## Start SELECTED EXCERPT

WordPress 4.4 introduced Taxonomy Term Meta. Until this version, meta had to be stored as an Option. Most tutorials would tell you to give it a prefix followed by the ‘term_id’ so you can grab the data easily later. I already had a site with lots of populated meta. What I needed was a conversion script to move meta from an Option into real Term Meta.

I found a couple of interesting quirks with Term Meta while converting my site.

The first is that if you run get_term_meta( $term->term_id ) it will present you with an array of arrays. The value is stored as the first key of these sub-arrays. Where you might have had $term_meta[‘my_key’] for your option, you now need $term_meta[‘my_key’][0]. If the value returned is an array, it will need to be unserialized. This only applies if you want all Term Meta for a taxonomy. If you use get_term_meta( $term->term_id, ‘my_key’, true ) it will automatically perform both these tasks to return a single meta key.

## End SELECTED EXCERPT
## Start ENTRIES SUPPLIED

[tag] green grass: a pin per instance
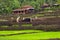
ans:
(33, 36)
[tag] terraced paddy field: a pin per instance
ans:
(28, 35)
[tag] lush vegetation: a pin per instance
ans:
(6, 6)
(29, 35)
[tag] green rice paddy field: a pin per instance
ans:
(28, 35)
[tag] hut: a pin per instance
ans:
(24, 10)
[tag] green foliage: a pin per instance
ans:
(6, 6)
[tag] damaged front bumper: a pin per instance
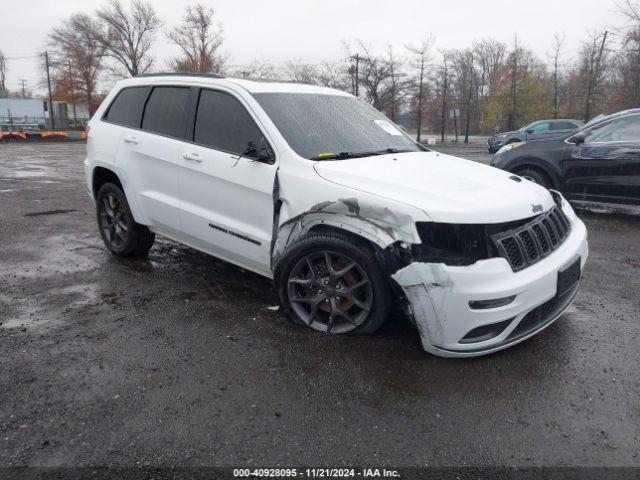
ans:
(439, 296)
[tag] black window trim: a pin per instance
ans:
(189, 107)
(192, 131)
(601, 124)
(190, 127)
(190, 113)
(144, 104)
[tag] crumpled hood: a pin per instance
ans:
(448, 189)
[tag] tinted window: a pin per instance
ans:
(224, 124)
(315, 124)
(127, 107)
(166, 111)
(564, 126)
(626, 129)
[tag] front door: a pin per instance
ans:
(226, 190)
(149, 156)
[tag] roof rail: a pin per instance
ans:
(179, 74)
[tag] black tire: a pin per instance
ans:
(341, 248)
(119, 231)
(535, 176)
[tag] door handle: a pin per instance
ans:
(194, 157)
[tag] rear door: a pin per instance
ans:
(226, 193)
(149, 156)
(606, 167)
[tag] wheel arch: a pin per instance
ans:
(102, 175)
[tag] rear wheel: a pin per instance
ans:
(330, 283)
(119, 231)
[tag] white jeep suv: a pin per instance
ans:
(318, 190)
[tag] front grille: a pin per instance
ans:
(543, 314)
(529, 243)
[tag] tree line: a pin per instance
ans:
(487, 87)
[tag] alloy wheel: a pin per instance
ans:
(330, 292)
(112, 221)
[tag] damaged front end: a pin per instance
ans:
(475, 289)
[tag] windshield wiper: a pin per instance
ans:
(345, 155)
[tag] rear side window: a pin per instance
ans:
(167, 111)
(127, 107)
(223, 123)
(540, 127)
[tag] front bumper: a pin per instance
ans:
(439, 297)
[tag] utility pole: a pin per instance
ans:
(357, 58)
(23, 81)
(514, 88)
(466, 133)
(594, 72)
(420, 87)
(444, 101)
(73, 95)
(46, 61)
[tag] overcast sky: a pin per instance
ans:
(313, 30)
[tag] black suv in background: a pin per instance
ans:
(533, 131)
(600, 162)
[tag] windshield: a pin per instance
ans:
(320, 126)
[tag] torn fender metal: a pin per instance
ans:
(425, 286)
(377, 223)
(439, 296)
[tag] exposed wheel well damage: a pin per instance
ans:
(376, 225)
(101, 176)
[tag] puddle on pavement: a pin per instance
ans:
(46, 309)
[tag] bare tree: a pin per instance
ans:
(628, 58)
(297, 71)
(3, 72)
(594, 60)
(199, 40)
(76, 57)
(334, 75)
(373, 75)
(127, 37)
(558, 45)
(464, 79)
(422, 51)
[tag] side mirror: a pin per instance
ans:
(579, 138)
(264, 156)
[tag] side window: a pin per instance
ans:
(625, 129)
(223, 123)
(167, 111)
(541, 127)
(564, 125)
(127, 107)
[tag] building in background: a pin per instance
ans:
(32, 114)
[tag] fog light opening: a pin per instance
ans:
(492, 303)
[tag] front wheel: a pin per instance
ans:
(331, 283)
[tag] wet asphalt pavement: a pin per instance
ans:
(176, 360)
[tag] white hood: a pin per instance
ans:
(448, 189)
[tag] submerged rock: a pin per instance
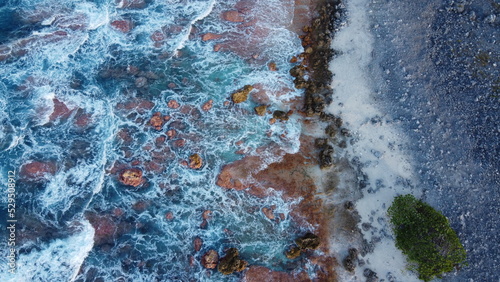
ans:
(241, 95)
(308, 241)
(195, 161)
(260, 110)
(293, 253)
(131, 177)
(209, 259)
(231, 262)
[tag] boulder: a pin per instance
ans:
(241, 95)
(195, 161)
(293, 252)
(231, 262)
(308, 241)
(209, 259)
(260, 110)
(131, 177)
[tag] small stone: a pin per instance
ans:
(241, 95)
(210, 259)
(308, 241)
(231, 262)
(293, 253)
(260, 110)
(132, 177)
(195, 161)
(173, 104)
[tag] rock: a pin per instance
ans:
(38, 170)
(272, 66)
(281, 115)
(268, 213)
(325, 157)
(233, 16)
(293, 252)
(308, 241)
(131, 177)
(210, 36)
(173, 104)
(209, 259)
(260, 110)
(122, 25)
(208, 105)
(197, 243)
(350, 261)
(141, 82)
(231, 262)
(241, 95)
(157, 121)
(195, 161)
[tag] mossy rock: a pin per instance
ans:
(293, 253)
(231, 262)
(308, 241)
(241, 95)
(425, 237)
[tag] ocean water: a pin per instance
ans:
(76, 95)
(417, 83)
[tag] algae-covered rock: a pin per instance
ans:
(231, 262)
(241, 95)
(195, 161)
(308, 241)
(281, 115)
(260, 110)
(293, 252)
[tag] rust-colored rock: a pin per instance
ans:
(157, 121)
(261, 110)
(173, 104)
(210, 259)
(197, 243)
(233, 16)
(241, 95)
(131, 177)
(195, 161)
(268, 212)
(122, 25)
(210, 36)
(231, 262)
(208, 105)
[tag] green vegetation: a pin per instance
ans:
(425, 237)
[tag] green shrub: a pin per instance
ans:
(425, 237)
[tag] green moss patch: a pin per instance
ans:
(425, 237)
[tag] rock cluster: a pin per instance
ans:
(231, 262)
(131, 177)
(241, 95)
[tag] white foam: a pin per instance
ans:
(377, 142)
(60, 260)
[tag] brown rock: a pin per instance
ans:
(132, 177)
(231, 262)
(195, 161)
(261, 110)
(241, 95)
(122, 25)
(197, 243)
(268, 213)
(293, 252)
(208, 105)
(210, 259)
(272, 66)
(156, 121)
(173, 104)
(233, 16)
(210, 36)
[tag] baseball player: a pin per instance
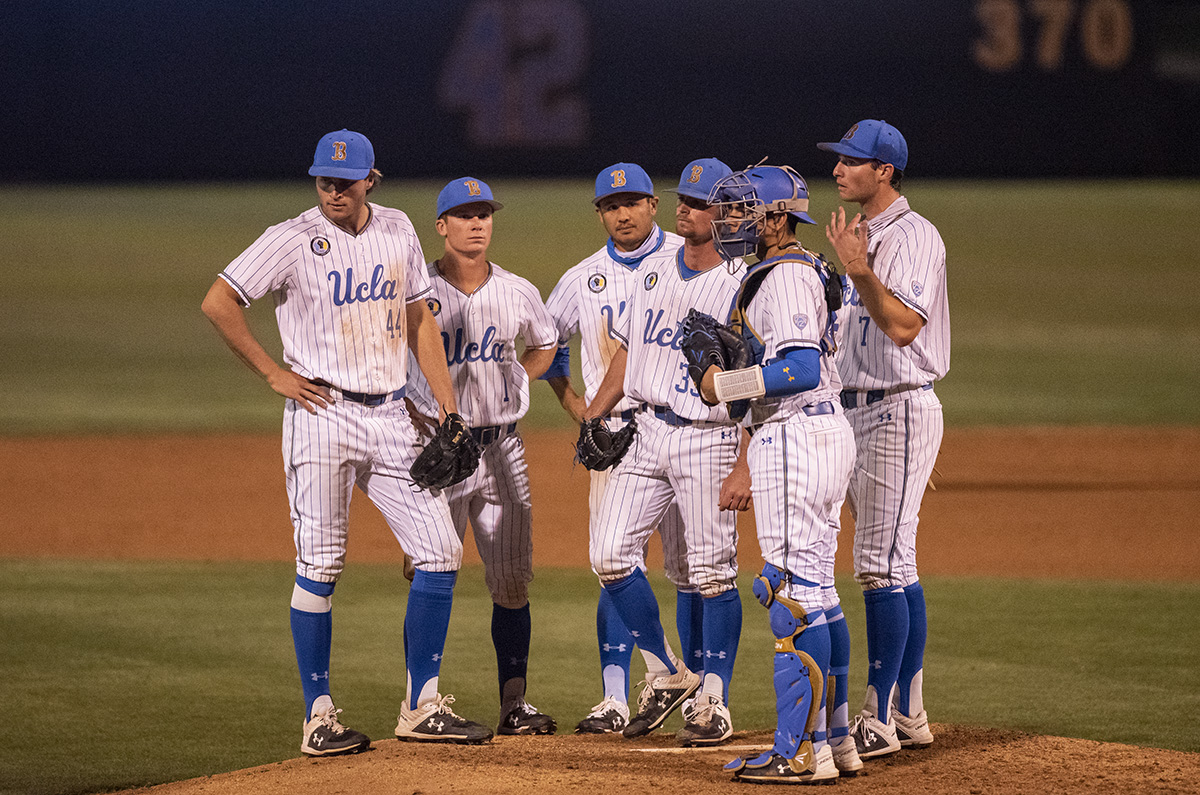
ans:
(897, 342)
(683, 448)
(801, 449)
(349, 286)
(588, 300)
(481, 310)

## End ENTRIES SUPPLIED

▸ **WRITTEN EXERCISE A**
Return the section of the WordPress Term Meta passage exactly, starting with "The first is" and going on through "single meta key.".
▸ **WRITTEN EXERCISE B**
Answer these questions using the WordPress Term Meta passage.
(i) Which version of WordPress introduced Taxonomy Term Meta?
(ii) Before that version, how did meta have to be stored?
(iii) When you call get_term_meta( $term->term_id ), what do you now need in place of $term_meta[‘my_key’]?
▸ **WRITTEN EXERCISE C**
Summarize the WordPress Term Meta passage in two sentences.

▸ **WORKED SOLUTION A**
The first is that if you run get_term_meta( $term->term_id ) it will present you with an array of arrays. The value is stored as the first key of these sub-arrays. Where you might have had $term_meta[‘my_key’] for your option, you now need $term_meta[‘my_key’][0]. If the value returned is an array, it will need to be unserialized. This only applies if you want all Term Meta for a taxonomy. If you use get_term_meta( $term->term_id, ‘my_key’, true ) it will automatically perform both these tasks to return a single meta key.

▸ **WORKED SOLUTION B**
(i) WordPress 4.4
(ii) As an Option
(iii) $term_meta[‘my_key’][0]

▸ **WORKED SOLUTION C**
WordPress 4.4 introduced Taxonomy Term Meta, and before that version meta had to be stored as an Option, so a site with lots of populated meta needed a conversion script to move it into real Term Meta. One quirk is that get_term_meta( $term->term_id ) returns an array of arrays, with each value stored as the first key and array values needing to be unserialized, while get_term_meta( $term->term_id, ‘my_key’, true ) performs both tasks automatically to return a single meta key.